**Task directions**: The answer must be the number of lines in the listing below that contain "cloud", and nothing else.

**Material for the task**:
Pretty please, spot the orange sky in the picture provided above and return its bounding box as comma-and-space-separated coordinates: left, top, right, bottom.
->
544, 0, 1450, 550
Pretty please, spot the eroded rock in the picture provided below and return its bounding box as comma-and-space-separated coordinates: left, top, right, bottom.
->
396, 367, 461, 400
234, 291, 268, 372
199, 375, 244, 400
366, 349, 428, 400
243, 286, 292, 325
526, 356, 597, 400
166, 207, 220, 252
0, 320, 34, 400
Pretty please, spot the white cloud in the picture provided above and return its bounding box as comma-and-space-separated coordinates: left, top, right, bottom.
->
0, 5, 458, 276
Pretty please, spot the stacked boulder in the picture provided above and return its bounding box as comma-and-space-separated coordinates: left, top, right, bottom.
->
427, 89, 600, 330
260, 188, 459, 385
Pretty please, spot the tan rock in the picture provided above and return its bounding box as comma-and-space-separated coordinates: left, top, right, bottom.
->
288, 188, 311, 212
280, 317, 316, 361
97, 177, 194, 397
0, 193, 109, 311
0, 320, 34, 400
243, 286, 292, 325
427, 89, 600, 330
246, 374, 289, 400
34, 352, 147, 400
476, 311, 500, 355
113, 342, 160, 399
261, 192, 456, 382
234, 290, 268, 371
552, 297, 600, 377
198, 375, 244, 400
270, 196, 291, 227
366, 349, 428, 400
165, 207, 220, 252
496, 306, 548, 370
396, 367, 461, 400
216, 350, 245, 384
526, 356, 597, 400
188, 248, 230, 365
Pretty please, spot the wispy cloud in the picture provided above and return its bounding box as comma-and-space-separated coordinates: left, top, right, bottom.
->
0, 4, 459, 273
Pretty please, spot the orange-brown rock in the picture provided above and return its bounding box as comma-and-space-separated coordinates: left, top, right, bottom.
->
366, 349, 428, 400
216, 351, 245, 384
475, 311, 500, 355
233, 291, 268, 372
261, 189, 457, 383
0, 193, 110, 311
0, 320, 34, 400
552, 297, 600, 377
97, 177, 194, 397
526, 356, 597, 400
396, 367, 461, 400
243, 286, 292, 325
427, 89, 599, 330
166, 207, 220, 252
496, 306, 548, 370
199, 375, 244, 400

**Task answer**: 2